[Task prompt]: Look through the data below. Pick out the lines holding the string "cloud".

(Collected data)
..........

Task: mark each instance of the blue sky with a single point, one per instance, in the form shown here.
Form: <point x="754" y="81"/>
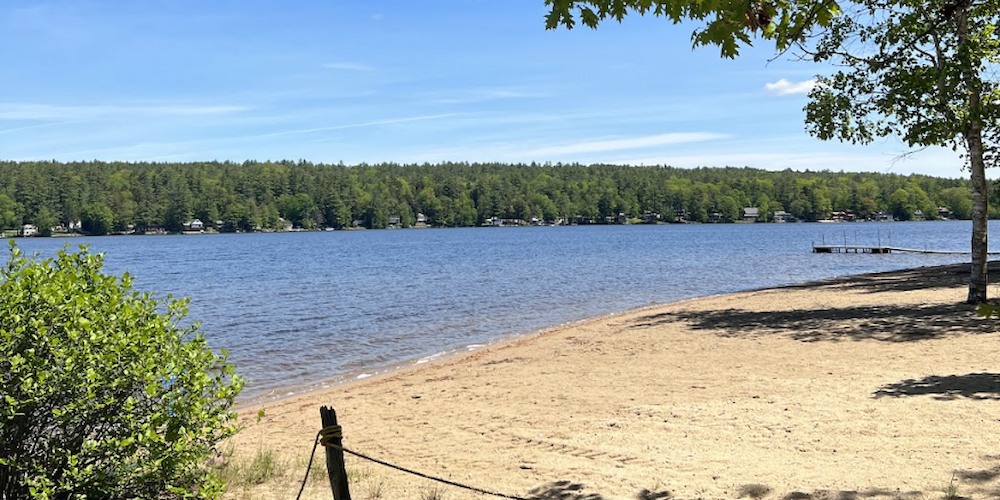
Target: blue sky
<point x="399" y="80"/>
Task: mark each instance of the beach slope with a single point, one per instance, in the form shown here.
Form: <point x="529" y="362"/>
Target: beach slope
<point x="877" y="386"/>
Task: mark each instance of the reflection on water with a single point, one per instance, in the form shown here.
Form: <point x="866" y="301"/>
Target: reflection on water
<point x="298" y="308"/>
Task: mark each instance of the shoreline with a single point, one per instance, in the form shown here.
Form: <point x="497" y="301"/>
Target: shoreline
<point x="879" y="385"/>
<point x="292" y="391"/>
<point x="365" y="374"/>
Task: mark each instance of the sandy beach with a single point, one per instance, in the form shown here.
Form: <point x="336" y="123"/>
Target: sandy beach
<point x="878" y="386"/>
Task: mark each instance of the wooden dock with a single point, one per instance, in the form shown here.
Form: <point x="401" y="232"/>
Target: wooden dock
<point x="851" y="249"/>
<point x="884" y="249"/>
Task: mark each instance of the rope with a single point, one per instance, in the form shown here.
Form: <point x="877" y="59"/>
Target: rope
<point x="326" y="436"/>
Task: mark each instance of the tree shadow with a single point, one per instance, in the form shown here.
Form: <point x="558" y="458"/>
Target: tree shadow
<point x="568" y="490"/>
<point x="884" y="323"/>
<point x="975" y="386"/>
<point x="855" y="495"/>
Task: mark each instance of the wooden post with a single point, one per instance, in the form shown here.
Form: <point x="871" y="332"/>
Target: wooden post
<point x="335" y="458"/>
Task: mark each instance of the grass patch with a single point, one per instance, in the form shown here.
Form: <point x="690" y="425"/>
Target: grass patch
<point x="262" y="467"/>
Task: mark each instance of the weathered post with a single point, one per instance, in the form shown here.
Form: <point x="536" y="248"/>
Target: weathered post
<point x="334" y="455"/>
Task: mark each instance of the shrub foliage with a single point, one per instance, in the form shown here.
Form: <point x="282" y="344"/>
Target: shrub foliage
<point x="104" y="393"/>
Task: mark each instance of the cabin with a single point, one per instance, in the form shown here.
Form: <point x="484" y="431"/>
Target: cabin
<point x="194" y="225"/>
<point x="421" y="220"/>
<point x="621" y="218"/>
<point x="782" y="216"/>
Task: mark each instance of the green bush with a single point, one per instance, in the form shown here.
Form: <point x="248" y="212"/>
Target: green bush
<point x="103" y="392"/>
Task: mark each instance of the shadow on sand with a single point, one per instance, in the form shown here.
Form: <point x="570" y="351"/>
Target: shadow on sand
<point x="885" y="323"/>
<point x="976" y="386"/>
<point x="568" y="490"/>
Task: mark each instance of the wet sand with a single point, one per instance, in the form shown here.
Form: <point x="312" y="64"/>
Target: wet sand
<point x="877" y="386"/>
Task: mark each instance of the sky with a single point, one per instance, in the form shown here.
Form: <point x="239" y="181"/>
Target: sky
<point x="401" y="81"/>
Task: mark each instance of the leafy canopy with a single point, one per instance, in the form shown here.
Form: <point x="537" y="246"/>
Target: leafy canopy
<point x="724" y="23"/>
<point x="102" y="393"/>
<point x="922" y="70"/>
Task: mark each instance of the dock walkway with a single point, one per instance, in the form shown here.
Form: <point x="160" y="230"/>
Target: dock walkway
<point x="884" y="249"/>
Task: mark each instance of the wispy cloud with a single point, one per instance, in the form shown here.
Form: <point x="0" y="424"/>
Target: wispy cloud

..........

[Reply]:
Task: mark each instance of the wispy cloud with a single point, one per instance, in the form shown here.
Target: wispy cloud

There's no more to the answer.